Dataset items about object locations:
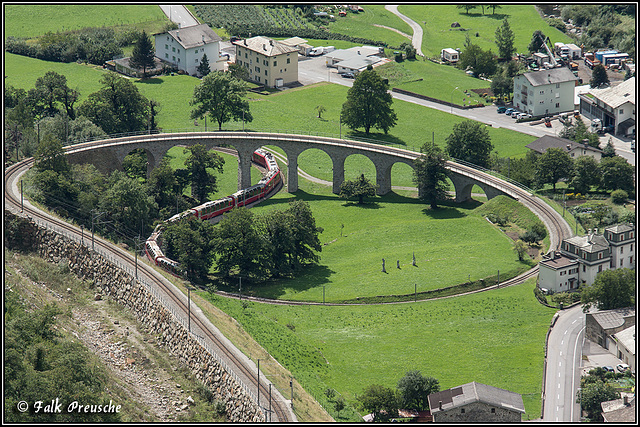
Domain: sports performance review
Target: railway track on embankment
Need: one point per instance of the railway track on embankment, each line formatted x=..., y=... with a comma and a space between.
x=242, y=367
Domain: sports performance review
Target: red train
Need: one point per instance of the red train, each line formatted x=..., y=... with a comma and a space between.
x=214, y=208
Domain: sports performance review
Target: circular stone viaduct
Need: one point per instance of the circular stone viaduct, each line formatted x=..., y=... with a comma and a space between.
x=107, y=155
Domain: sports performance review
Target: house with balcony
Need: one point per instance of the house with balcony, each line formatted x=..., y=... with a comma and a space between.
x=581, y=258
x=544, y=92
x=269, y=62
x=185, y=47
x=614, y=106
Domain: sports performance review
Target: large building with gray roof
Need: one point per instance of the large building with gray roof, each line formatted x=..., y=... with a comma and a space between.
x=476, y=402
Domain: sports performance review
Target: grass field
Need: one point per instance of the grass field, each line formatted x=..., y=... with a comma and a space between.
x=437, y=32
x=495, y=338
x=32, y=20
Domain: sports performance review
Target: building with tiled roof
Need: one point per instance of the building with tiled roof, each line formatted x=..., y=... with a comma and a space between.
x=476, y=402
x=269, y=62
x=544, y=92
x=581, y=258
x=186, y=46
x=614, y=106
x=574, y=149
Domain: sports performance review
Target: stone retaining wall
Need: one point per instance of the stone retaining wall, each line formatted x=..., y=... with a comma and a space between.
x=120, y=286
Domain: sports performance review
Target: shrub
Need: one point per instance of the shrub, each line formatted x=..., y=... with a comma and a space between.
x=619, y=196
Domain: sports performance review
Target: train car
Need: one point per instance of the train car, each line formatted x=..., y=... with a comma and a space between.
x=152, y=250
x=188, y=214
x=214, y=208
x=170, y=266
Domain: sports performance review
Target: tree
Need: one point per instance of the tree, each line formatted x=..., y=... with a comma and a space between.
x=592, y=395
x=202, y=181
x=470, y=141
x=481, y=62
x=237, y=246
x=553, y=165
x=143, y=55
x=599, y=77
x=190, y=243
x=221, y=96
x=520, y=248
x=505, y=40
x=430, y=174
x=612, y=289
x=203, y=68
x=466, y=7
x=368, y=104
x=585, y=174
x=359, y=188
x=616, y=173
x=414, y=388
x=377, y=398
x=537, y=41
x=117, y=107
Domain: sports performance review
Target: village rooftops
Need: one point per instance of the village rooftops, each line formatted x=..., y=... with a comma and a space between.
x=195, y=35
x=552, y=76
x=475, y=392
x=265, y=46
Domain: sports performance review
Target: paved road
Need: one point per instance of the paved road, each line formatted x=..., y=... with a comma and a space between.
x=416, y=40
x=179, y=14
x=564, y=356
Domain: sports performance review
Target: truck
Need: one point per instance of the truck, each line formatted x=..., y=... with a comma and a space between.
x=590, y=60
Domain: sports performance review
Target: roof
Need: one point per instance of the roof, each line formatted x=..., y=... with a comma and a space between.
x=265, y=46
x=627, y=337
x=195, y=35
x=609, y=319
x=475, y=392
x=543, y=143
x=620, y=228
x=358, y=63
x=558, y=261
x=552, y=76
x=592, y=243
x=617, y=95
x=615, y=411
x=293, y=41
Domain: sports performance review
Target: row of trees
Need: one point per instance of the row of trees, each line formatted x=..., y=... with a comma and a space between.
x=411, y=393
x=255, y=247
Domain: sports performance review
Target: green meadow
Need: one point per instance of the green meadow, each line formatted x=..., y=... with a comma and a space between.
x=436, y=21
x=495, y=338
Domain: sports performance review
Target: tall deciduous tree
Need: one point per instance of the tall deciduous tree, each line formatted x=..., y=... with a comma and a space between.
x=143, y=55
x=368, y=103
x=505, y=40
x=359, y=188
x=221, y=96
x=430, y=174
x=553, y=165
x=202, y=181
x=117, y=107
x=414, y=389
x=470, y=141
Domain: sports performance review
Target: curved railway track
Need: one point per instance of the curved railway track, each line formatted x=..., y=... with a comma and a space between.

_Problem details_
Count the lines in the items above that contain the string "meadow", with case counting. Reply with the number alone.

_Full answer_
2